[[ TEXT PASSAGE open ]]

Gwinnett has wide-open fields for sheriff, district attorney races

Gwinnett County Sheriff Butch Conway is not seeking reelection. Curtis Compton / ccompton@ajc.com AJC FILE PHOTO

Gwinnett County Sheriff Butch Conway is not seeking reelection. Curtis Compton / ccompton@ajc.com AJC FILE PHOTO

With Butch Conway electing to not seek another term in office, the field to replace the longtime Gwinnett County sheriff is wide open, with four Democrats and two Republicans running to replace him.

Republican Lou Solis, Conway’s chief deputy, has received the sheriff’s endorsement. When announcing his retirement in January, Conway said he had hired Solis in 2017 hoping he would be the next sheriff. Solis is a retired Army Ranger and former assistant chief with Braselton police.

“He’s prepared to step in,” Conway said. “I think he will continue the great things that we’ve been doing.”

Solis started a unit at the jail exclusively for veterans and has said he supports the controversial immigration program known as 287(g), which releases detainees to federal custody to be deported.

He’s being challenged by Keith Van Nus, a former Gwinnett sheriff’s deputy who ran against Conway in 2016. Van Nus said he would keep the program, but focus on applying it to violent offenders.

That’s also the aim of Democrat Ben Haynes, a Special Victims Investigator with the Gwinnett District Attorney’s Office who has held other law enforcement jobs over the years. He said the way the program operates now leads to public mistrust.

Haynes also said he wants to increase the diversity of the sheriff’s department and better train inmates for jobs.

The other Democratic candidates would all eliminate 287(g).

[[ TEXT PASSAGE closed ]]
[[ DATA SECTION open ]]

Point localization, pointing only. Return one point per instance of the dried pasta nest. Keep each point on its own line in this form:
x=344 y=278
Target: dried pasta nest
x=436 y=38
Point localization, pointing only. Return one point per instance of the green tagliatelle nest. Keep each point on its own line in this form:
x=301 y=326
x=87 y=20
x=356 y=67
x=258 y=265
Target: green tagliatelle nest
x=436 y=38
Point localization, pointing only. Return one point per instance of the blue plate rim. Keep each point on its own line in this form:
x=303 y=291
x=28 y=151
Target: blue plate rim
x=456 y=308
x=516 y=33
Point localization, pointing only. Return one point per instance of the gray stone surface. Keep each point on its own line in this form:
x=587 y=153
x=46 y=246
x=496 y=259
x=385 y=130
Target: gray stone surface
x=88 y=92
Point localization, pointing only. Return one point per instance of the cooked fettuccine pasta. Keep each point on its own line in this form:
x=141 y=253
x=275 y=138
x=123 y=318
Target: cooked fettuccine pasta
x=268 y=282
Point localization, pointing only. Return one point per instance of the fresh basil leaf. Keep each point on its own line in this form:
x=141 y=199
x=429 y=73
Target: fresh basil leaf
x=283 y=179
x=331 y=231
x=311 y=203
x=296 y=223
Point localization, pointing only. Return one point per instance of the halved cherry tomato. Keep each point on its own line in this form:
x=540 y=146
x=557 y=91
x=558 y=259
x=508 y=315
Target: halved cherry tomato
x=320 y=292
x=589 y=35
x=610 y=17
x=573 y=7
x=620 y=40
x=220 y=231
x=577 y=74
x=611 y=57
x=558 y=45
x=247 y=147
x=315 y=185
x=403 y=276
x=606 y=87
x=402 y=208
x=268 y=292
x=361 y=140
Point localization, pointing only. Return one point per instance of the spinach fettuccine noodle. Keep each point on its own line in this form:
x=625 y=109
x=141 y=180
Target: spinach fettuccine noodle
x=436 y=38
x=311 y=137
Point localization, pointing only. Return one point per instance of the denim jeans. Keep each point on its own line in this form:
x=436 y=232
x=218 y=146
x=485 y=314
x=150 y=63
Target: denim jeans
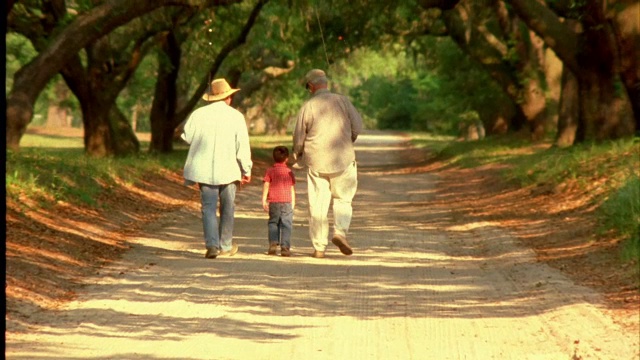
x=218 y=234
x=280 y=223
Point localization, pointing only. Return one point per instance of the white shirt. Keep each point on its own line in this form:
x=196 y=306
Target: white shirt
x=219 y=151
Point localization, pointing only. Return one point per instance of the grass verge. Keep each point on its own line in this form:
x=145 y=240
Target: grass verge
x=607 y=172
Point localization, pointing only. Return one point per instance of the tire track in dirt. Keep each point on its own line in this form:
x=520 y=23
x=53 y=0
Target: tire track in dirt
x=422 y=284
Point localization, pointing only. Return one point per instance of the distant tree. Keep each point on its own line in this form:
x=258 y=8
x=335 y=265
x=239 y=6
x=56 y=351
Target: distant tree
x=605 y=40
x=58 y=47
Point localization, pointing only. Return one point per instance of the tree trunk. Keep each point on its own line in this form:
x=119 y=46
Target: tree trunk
x=568 y=120
x=86 y=28
x=531 y=74
x=605 y=111
x=463 y=26
x=626 y=26
x=592 y=57
x=163 y=110
x=123 y=139
x=97 y=129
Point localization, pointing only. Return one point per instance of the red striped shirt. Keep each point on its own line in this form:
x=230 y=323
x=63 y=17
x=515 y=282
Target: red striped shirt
x=281 y=180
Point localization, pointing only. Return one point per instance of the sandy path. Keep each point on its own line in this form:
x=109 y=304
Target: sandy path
x=419 y=286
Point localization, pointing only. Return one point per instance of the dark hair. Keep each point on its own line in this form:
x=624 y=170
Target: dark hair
x=280 y=154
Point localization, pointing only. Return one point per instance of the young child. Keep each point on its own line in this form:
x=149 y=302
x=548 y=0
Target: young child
x=279 y=199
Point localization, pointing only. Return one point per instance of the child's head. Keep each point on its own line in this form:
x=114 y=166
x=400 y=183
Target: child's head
x=280 y=154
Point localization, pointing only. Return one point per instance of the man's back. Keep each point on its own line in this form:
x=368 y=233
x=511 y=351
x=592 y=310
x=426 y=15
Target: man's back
x=327 y=125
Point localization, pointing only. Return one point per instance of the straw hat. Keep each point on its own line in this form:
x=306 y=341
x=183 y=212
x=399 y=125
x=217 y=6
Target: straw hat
x=220 y=89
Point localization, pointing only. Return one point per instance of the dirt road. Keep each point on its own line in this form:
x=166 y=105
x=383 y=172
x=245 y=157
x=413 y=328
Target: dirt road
x=422 y=284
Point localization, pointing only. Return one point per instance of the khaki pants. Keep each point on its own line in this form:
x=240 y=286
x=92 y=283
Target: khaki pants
x=341 y=187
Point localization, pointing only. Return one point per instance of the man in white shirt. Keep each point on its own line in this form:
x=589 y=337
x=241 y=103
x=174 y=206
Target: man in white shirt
x=326 y=128
x=219 y=160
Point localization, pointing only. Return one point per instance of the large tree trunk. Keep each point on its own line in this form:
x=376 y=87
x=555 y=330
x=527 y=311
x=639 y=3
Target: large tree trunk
x=98 y=141
x=568 y=120
x=530 y=49
x=591 y=56
x=123 y=138
x=467 y=26
x=163 y=109
x=626 y=27
x=86 y=28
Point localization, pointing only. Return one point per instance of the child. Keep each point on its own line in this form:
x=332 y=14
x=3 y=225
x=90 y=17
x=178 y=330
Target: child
x=279 y=199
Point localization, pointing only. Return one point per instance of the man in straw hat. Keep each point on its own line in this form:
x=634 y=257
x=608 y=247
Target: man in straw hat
x=326 y=128
x=219 y=160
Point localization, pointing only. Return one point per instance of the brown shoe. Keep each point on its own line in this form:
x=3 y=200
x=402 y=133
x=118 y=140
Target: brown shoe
x=211 y=253
x=233 y=251
x=285 y=252
x=342 y=244
x=272 y=248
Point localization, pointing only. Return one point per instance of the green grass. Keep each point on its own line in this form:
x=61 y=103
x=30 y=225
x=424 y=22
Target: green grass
x=609 y=169
x=49 y=169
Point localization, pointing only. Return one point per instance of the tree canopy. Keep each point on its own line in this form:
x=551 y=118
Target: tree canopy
x=568 y=68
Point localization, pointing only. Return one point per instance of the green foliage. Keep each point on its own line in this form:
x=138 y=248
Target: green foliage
x=611 y=170
x=55 y=169
x=621 y=212
x=427 y=87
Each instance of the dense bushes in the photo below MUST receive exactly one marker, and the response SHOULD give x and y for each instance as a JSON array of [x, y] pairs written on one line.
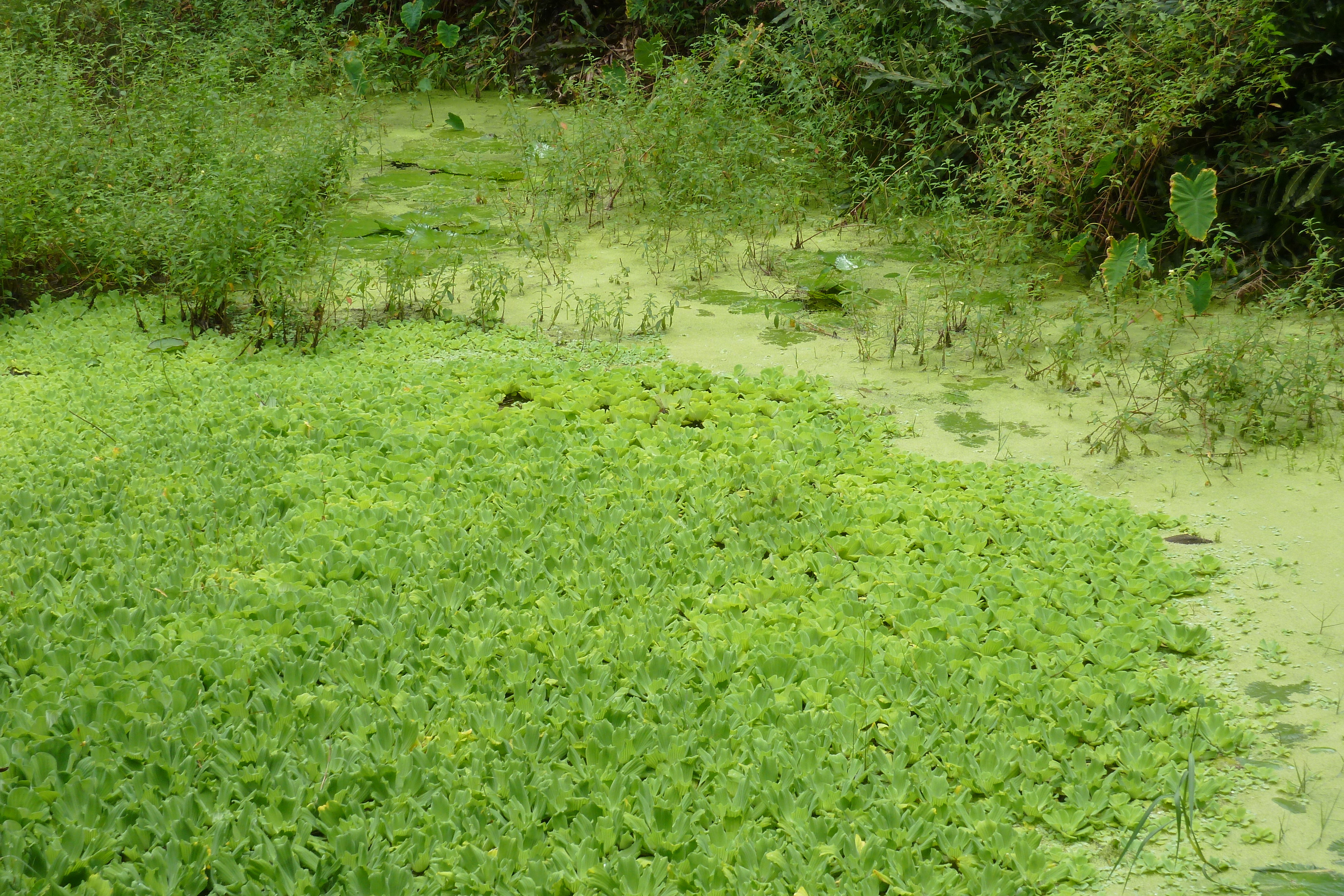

[[ DATA SECTION closed ]]

◆ LIST OF TASKS
1. According to the article on the Gwinnett sheriff and district attorney races, in what year did Conway hire Lou Solis?
2. Continue the article on the Gwinnett County sheriff and district attorney races, starting after its final sentence.

◆ ANSWERS PER TASK
1. 2017

2.
Curtis Clemons, a former sheriff’s deputy who retired as an assistant chief in the Gwinnett County Police Department, called the program expensive and discriminatory. He also said he wants to end the school-to-prison pipeline and focus on mental health interventions.

Keybo Taylor, a Gwinnett police officer for 26 years who rose to the rank of Major and oversaw two precincts, said he wants to promote de-escalation training among deputies. Taylor also said his experience during the HIV/AIDS crisis would prepare him for how to operate during the coronavirus pandemic.

Healing the divide that exists in the sheriff’s office as the county’s population has changed is a key plan for Floyd Scott, who worked in the sheriff’s office and the police department SWAT team, among other roles. Scott also said he’d like a new focus on crisis intervention training and would shut down the department’s rapid response team, which has been the basis of inmate lawsuits claiming abusive treatment.

In addition to the sheriff's race, Republican District Attorney Danny Porter faces two Democratic challengers.

Porter, who was first elected in 1992, considered changing parties last year but decided against it. He told The Atlanta Journal-Constitution in January that he’s never fit the mold of a stereotypical, “lock ‘em up and throw away the key” Republican prosecutor, pointing to his office’s participation in diversion programs and accountability courts.

One Democratic challenger, Patsy Austin-Gatson, said she wants to treat people for opioid and other addictions, not incarcerate them. Austin-Gaston is a lawyer who works in the Gwinnett solicitor’s office.

Wesley Person, a lawyer who has served as both a prosecution and defense attorney, said he wants to eliminate cash bail on nonviolent property crimes. Person also wants to lower the incarceration rate in Gwinnett.